CONSIGNE:
Quel passage du texte sur Bonaparte et la Louisiane s'étend de « Une autre expédition » jusqu'à « apparaît nettement irréaliste. » inclus ? Reproduisez-le mot pour mot.

À de nombreuses reprises, à Sainte-Hélène, Napoléon considérera que, sous l'influence de Joséphine, la manière dont il avait traité le problème de Saint-Domingue, avait été sa plus lourde faute d'administration ; il était alors convaincu qu'il aurait fallu s'entendre avec Toussaint Louverture, car il estimait l'homme, même s'il ajoutait que le caractère de ce dernier n'était pas aussi enthousiasmant que l'on avait pu le dire en son temps.
Une autre expédition sera bien projetée, mais sans être jamais entreprise.
Le Premier consul tranche : sort final de la Louisiane
À partir de cette nouvelle situation, le projet de Bonaparte concernant le développement de la Louisiane apparaît nettement irréaliste.
Le représentant de la France à Washington, un nommé M. Pichon (14), ne pouvant fournir de renseignements aux Américains, Livingston est dépêché par le secrétaire d'État Madison et par le président Jefferson à Paris ; il y arrive en novembre 1801 et entreprend d'obtenir des précisions et des garanties de la part des Français. Barbé de Marbois, Joseph Bonaparte et Talleyrand restent dans le vague. Talleyrand va même, en haussant les épaules, jusqu'à nier l'existence du traité entre la France et l'Espagne.
Mais la réputation de Talleyrand s'était dégradée quelque peu avec l'affaire » W.X.Y.Z. » qui, en 1797, avait su choquer l'austère Amérique : les premières tentatives de négociations concernant le règlement des contentieux maritimes. Les Français consultés, de l'entourage de Talleyrand, avaient, avant toute démarche, fait valoir aux Américains qu'il fallait offrir au Directoire 50 000 livres au moins et pour Talleyrand lui-même des » douceurs » sonnantes et trébuchantes. La délégation américaine était rentrée écoeurée et bredouille (15)… En mars 1802 (le 27 mars, ou 6 germinal an X), la paix d'Amiens avait mis, temporairement, fin aux hostilités avec l'Angleterre, suscitant une certaine inquiétude Outre-Atlantique (et l'on pensait et chantait : » Boney a les mains libres ! « ). Il fallait donc pour les Américains agir rapidement.
En effet, Bonaparte, conformément aux dispositions prises avec l'Espagne a annoncé sa décision formelle et impérative de reprendre, sans tarder davantage, possession de la Louisiane. Le Premier consul ne se fait pas vraiment d'illusions sur la durée de la paix avec la couronne britannique ( mais il semblera tout de même surpris de la rapidité du retournement anglais : plus tard il dira : » Au moment de la Paix d'Amiens, j'ai sincèrement cru que les destins de la France, celui de l'Europe et le mien étaient assurés « ).
Toutefois, en ce qui concerne la paix d'Amiens, il est nécessaire d'ajouter que l'opinion publique crut également et sincèrement aussi, en France comme en Angleterre, à une paix durable, comparable, au niveau de la politique étrangère, au récent Concordat avec Rome qui assurait la paix religieuse et civile. La correspondance du diplomate Otto, ministre plénipotentiaire de France à Londres, adressée à Talleyrand (que la France vient d'acquérir par préemption, et que nous n'avons pu consulter encore) montrera sans doute, comme d'autres sources le permettent depuis longtemps, que les négociations furent ardues, et qu'en un sens, le mot célèbre de Bonaparte sur le traité de Lunéville est franchement justifié : » L'Europe sait tout ce que le Ministère britannique avait tenté pour faire échouer les négociations de Lunéville » (message du 13 février 1801, au Sénat, au Corps législatif et au Tribunat). La paix mettait, il est vrai, un terme à dix ans de guerres révolutionnaires. Pour la première fois depuis 1789, la France était stable (16).

EXTRAITS DE LA LISTE:
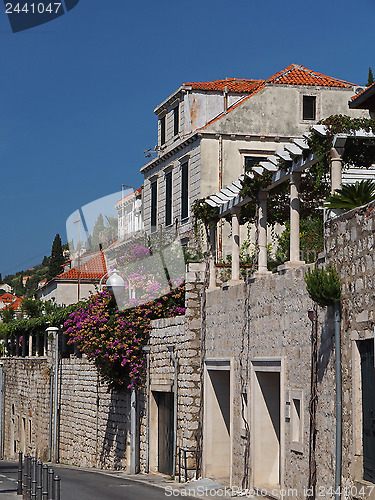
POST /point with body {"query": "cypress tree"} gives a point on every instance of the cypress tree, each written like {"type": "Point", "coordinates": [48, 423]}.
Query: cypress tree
{"type": "Point", "coordinates": [56, 259]}
{"type": "Point", "coordinates": [370, 80]}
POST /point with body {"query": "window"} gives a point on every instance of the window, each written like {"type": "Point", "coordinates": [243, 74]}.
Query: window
{"type": "Point", "coordinates": [168, 198]}
{"type": "Point", "coordinates": [250, 161]}
{"type": "Point", "coordinates": [184, 191]}
{"type": "Point", "coordinates": [162, 131]}
{"type": "Point", "coordinates": [309, 107]}
{"type": "Point", "coordinates": [154, 200]}
{"type": "Point", "coordinates": [176, 121]}
{"type": "Point", "coordinates": [296, 420]}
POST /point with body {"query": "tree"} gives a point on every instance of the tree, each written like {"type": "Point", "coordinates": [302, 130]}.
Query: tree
{"type": "Point", "coordinates": [370, 79]}
{"type": "Point", "coordinates": [352, 195]}
{"type": "Point", "coordinates": [56, 260]}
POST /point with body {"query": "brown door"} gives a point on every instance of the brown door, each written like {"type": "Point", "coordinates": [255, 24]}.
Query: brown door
{"type": "Point", "coordinates": [165, 432]}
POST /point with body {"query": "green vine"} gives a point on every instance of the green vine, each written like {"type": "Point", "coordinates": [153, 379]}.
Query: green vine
{"type": "Point", "coordinates": [323, 286]}
{"type": "Point", "coordinates": [356, 153]}
{"type": "Point", "coordinates": [204, 214]}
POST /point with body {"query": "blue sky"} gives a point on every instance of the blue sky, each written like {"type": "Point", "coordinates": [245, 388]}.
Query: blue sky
{"type": "Point", "coordinates": [78, 93]}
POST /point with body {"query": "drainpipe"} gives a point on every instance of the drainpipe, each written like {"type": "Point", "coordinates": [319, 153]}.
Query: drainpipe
{"type": "Point", "coordinates": [54, 398]}
{"type": "Point", "coordinates": [133, 427]}
{"type": "Point", "coordinates": [337, 323]}
{"type": "Point", "coordinates": [225, 94]}
{"type": "Point", "coordinates": [220, 235]}
{"type": "Point", "coordinates": [2, 410]}
{"type": "Point", "coordinates": [147, 349]}
{"type": "Point", "coordinates": [175, 407]}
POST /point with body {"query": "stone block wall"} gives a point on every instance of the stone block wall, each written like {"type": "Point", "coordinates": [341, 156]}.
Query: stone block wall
{"type": "Point", "coordinates": [26, 407]}
{"type": "Point", "coordinates": [182, 335]}
{"type": "Point", "coordinates": [350, 244]}
{"type": "Point", "coordinates": [95, 425]}
{"type": "Point", "coordinates": [264, 320]}
{"type": "Point", "coordinates": [94, 422]}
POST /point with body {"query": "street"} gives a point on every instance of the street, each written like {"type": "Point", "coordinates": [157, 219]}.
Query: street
{"type": "Point", "coordinates": [83, 485]}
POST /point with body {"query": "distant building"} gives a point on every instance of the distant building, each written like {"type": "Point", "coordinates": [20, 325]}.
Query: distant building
{"type": "Point", "coordinates": [129, 211]}
{"type": "Point", "coordinates": [76, 283]}
{"type": "Point", "coordinates": [208, 132]}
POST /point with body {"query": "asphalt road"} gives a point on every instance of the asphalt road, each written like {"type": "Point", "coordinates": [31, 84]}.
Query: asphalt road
{"type": "Point", "coordinates": [83, 485]}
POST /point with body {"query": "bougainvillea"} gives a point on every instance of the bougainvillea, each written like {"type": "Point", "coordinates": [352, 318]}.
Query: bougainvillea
{"type": "Point", "coordinates": [112, 330]}
{"type": "Point", "coordinates": [114, 339]}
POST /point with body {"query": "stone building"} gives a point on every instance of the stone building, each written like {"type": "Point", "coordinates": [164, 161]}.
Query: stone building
{"type": "Point", "coordinates": [209, 131]}
{"type": "Point", "coordinates": [75, 283]}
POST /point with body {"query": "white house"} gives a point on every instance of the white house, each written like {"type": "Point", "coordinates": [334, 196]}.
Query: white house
{"type": "Point", "coordinates": [209, 131]}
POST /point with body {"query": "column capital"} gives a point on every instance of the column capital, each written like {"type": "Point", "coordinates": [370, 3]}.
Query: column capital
{"type": "Point", "coordinates": [235, 210]}
{"type": "Point", "coordinates": [262, 195]}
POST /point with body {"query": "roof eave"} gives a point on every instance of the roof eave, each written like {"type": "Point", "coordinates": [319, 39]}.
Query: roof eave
{"type": "Point", "coordinates": [362, 101]}
{"type": "Point", "coordinates": [170, 99]}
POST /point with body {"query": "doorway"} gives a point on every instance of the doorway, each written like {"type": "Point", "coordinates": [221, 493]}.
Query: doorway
{"type": "Point", "coordinates": [217, 429]}
{"type": "Point", "coordinates": [266, 427]}
{"type": "Point", "coordinates": [366, 350]}
{"type": "Point", "coordinates": [164, 402]}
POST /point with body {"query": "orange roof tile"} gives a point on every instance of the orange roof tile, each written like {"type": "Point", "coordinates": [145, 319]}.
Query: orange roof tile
{"type": "Point", "coordinates": [94, 269]}
{"type": "Point", "coordinates": [354, 97]}
{"type": "Point", "coordinates": [239, 85]}
{"type": "Point", "coordinates": [7, 297]}
{"type": "Point", "coordinates": [299, 75]}
{"type": "Point", "coordinates": [15, 305]}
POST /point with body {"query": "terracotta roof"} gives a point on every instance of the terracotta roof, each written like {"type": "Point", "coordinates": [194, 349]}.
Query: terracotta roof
{"type": "Point", "coordinates": [15, 305]}
{"type": "Point", "coordinates": [239, 85]}
{"type": "Point", "coordinates": [7, 297]}
{"type": "Point", "coordinates": [94, 269]}
{"type": "Point", "coordinates": [299, 75]}
{"type": "Point", "coordinates": [354, 97]}
{"type": "Point", "coordinates": [292, 75]}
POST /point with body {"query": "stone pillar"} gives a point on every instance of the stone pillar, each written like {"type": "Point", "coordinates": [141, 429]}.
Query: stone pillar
{"type": "Point", "coordinates": [336, 170]}
{"type": "Point", "coordinates": [262, 232]}
{"type": "Point", "coordinates": [212, 248]}
{"type": "Point", "coordinates": [235, 245]}
{"type": "Point", "coordinates": [30, 338]}
{"type": "Point", "coordinates": [294, 218]}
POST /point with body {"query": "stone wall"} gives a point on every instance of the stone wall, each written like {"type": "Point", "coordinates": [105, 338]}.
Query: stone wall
{"type": "Point", "coordinates": [94, 428]}
{"type": "Point", "coordinates": [181, 334]}
{"type": "Point", "coordinates": [94, 422]}
{"type": "Point", "coordinates": [350, 248]}
{"type": "Point", "coordinates": [268, 320]}
{"type": "Point", "coordinates": [26, 406]}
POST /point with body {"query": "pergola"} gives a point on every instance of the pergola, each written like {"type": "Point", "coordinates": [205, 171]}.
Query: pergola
{"type": "Point", "coordinates": [230, 201]}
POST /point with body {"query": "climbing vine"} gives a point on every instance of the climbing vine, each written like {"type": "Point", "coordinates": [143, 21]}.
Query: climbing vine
{"type": "Point", "coordinates": [356, 152]}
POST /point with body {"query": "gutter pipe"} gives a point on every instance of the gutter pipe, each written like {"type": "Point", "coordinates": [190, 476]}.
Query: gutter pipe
{"type": "Point", "coordinates": [338, 451]}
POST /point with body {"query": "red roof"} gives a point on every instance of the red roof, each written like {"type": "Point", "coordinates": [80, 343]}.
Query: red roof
{"type": "Point", "coordinates": [299, 75]}
{"type": "Point", "coordinates": [7, 297]}
{"type": "Point", "coordinates": [233, 85]}
{"type": "Point", "coordinates": [292, 75]}
{"type": "Point", "coordinates": [354, 97]}
{"type": "Point", "coordinates": [94, 269]}
{"type": "Point", "coordinates": [16, 304]}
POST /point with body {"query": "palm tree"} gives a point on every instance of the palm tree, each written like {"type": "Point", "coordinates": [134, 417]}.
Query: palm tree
{"type": "Point", "coordinates": [352, 195]}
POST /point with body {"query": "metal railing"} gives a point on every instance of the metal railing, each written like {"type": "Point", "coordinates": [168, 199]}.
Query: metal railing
{"type": "Point", "coordinates": [183, 463]}
{"type": "Point", "coordinates": [36, 481]}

RÉPONSE ATTENDUE:
Une autre expédition sera bien projetée, mais sans être jamais entreprise.
Le Premier consul tranche : sort final de la Louisiane
À partir de cette nouvelle situation, le projet de Bonaparte concernant le développement de la Louisiane apparaît nettement irréaliste.